> _PROBLEMS AND TASKS_
[a] In the text on passive aggressive people, how do such people appear to the world?
[b] The text on passive aggressive people says their behavior is usually a symptom of certain problems. List every one of those problems.
[c] From the text on passive aggressive people, extract the passage starting at "Confrontation can be" and ending at "the other person.".

(Beginning of PAGE EXCERPT)

Because their own feelings are so difficult for them, they try to make things more difficult for you. Their own anger, which is stifled and held back to avoid confrontations with people have a lot of negative self talk with themselves.

Honest Relationships

Honest Relationships are hard to have with a passive aggressive person.
Honest Relationships are hard to have with a passive aggressive person. | Source

Can You Have an Honest Relationship with Someone Who is Passive Aggressive?

Confrontation can be respectful, but they don’t know how to let their feelings out. By hiding them, they think they are keeping them under control. They appear to the world as though they are nice people, but for those who have to deal with them, a passive aggressive person is one of the most difficult personality types.


Passive aggressive behavioris usually a symptom of deeper problems, poor ego, other psychological disorders, and fear of confrontation.


Being in a relationship with a person who is passive aggressive can be confusing. It happens because they don’t feel comfortable enough to share their feelings with the other person.

(End of PAGE EXCERPT)
(Beginning of SOURCE DATA)

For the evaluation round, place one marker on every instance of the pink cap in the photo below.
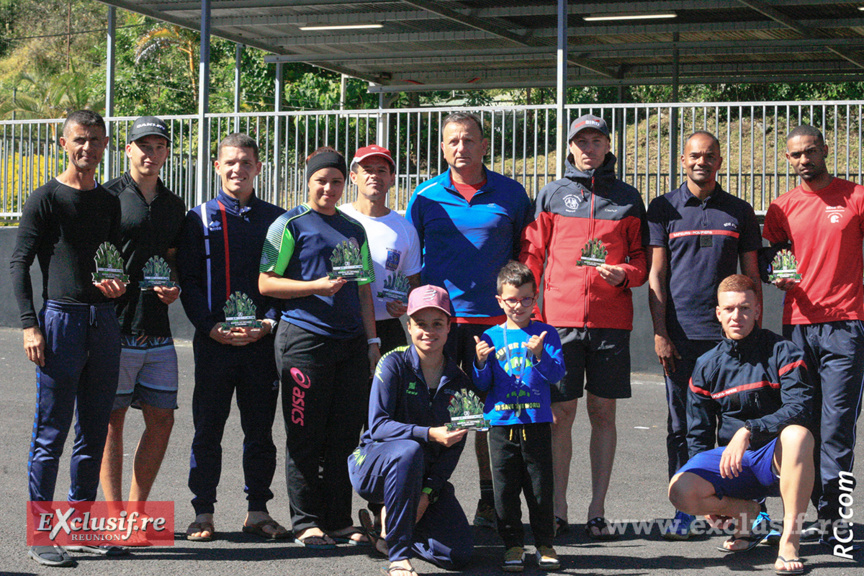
(370, 152)
(429, 297)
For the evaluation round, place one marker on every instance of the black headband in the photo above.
(326, 160)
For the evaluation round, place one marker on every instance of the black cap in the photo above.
(588, 121)
(148, 126)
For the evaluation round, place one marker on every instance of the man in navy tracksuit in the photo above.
(755, 385)
(219, 252)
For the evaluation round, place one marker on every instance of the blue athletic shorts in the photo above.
(148, 373)
(757, 480)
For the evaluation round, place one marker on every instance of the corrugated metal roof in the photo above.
(750, 40)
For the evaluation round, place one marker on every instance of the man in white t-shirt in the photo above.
(393, 242)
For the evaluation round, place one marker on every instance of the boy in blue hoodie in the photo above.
(517, 362)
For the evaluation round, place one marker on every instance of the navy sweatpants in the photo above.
(677, 384)
(392, 473)
(219, 371)
(834, 352)
(82, 364)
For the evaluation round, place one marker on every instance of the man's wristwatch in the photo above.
(432, 494)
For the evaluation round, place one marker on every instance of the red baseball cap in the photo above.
(372, 151)
(429, 297)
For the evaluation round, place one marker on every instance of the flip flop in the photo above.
(373, 535)
(599, 523)
(561, 526)
(200, 527)
(51, 556)
(389, 571)
(785, 561)
(280, 532)
(345, 538)
(102, 550)
(752, 540)
(315, 542)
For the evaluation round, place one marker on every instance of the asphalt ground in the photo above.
(638, 492)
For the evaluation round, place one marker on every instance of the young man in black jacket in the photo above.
(151, 217)
(756, 384)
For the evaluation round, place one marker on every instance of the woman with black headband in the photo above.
(316, 259)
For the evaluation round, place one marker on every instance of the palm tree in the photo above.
(40, 94)
(162, 36)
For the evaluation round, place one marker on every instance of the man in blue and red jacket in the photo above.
(591, 307)
(755, 385)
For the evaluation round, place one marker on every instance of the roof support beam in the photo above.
(485, 26)
(777, 16)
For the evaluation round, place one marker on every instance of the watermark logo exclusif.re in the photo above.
(100, 523)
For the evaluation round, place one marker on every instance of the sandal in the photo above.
(344, 537)
(373, 535)
(752, 541)
(196, 527)
(561, 526)
(789, 561)
(279, 531)
(323, 542)
(51, 556)
(599, 523)
(390, 571)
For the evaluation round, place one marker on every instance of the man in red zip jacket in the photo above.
(591, 306)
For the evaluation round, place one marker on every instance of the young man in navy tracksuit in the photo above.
(755, 385)
(526, 359)
(220, 248)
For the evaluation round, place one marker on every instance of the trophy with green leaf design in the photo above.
(466, 412)
(784, 266)
(396, 287)
(593, 254)
(347, 262)
(157, 272)
(109, 264)
(240, 312)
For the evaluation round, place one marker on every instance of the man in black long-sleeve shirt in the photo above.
(75, 340)
(754, 384)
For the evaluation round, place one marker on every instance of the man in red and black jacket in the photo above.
(591, 306)
(752, 394)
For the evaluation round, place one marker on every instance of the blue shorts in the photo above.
(148, 373)
(757, 480)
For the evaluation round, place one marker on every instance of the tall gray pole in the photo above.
(108, 165)
(277, 176)
(202, 189)
(382, 136)
(561, 64)
(673, 119)
(238, 55)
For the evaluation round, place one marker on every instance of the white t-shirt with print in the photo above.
(393, 245)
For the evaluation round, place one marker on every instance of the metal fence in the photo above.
(647, 138)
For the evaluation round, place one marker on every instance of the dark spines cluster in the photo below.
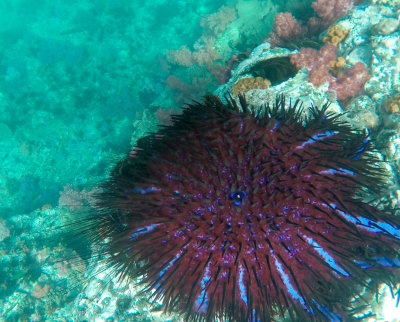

(End of SOURCE DATA)

> _RESPONSES BY TASK_
[a] They appear as though they are nice people.

[b]
- Deeper problems
- Poor ego
- Other psychological disorders
- Fear of confrontation

[c]
Confrontation can be respectful, but they don’t know how to let their feelings out. By hiding them, they think they are keeping them under control. They appear to the world as though they are nice people, but for those who have to deal with them, a passive aggressive person is one of the most difficult personality types.


Passive aggressive behavioris usually a symptom of deeper problems, poor ego, other psychological disorders, and fear of confrontation.


Being in a relationship with a person who is passive aggressive can be confusing. It happens because they don’t feel comfortable enough to share their feelings with the other person.